課題:
「Detect the white」を含む行から記録の最後の行まで（両端を含む）を、空行を除いた番号付きリストにしてもらえますか？

抽出記録:
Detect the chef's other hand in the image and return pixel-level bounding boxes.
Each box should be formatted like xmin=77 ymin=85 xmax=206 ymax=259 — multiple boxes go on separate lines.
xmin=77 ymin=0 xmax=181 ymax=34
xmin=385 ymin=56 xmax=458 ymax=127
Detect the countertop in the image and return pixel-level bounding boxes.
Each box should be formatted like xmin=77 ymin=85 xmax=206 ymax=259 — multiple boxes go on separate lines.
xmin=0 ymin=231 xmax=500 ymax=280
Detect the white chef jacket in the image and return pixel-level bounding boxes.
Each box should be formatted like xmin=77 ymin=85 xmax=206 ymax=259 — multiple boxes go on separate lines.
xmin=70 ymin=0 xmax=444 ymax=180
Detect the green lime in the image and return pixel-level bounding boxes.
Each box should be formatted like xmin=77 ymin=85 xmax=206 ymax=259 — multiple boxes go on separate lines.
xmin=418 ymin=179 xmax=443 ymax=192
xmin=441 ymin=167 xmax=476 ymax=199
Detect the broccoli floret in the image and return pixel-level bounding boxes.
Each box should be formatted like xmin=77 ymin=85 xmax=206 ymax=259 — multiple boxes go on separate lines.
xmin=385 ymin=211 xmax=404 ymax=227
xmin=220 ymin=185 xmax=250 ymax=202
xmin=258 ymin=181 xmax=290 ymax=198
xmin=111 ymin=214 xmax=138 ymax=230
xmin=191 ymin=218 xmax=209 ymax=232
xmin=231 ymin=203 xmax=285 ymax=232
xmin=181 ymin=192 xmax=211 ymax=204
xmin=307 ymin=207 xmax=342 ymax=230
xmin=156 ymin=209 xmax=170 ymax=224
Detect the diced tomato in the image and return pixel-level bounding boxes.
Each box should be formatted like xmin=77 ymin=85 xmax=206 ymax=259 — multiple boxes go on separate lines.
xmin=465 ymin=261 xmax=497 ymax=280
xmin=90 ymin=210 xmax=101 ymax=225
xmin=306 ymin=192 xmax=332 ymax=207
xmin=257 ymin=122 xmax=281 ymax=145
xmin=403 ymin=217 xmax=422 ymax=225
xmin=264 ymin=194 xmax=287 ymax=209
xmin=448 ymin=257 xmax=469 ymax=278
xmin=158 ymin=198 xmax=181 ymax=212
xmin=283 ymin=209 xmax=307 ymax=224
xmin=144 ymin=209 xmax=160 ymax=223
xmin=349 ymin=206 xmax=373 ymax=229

回答:
1. Detect the white chef jacket in the image and return pixel-level bounding boxes.
2. Each box should be formatted like xmin=77 ymin=85 xmax=206 ymax=259 — multiple boxes go on separate lines.
3. xmin=70 ymin=0 xmax=444 ymax=180
4. Detect the green lime in the image and return pixel-level bounding boxes.
5. Each box should be formatted like xmin=77 ymin=85 xmax=206 ymax=259 — multiple boxes go on separate lines.
6. xmin=418 ymin=179 xmax=443 ymax=192
7. xmin=441 ymin=167 xmax=476 ymax=199
8. Detect the broccoli floret in the image and return pixel-level bounding boxes.
9. Each box should be formatted like xmin=77 ymin=85 xmax=206 ymax=259 — multiple boxes go on separate lines.
10. xmin=385 ymin=211 xmax=404 ymax=227
11. xmin=220 ymin=185 xmax=250 ymax=202
12. xmin=258 ymin=181 xmax=290 ymax=198
13. xmin=111 ymin=214 xmax=138 ymax=230
14. xmin=191 ymin=218 xmax=209 ymax=232
15. xmin=231 ymin=203 xmax=285 ymax=232
16. xmin=181 ymin=192 xmax=211 ymax=204
17. xmin=307 ymin=207 xmax=342 ymax=230
18. xmin=156 ymin=209 xmax=170 ymax=224
19. Detect the diced tomato in the image and return pixel-level bounding boxes.
20. Each box should be formatted like xmin=77 ymin=85 xmax=206 ymax=259 — multiple boxes go on separate lines.
21. xmin=465 ymin=261 xmax=497 ymax=280
22. xmin=90 ymin=210 xmax=101 ymax=225
23. xmin=306 ymin=192 xmax=332 ymax=207
24. xmin=257 ymin=122 xmax=281 ymax=145
25. xmin=403 ymin=217 xmax=422 ymax=225
26. xmin=264 ymin=194 xmax=287 ymax=209
27. xmin=448 ymin=257 xmax=469 ymax=278
28. xmin=158 ymin=198 xmax=181 ymax=212
29. xmin=283 ymin=209 xmax=307 ymax=224
30. xmin=144 ymin=209 xmax=160 ymax=223
31. xmin=349 ymin=206 xmax=373 ymax=229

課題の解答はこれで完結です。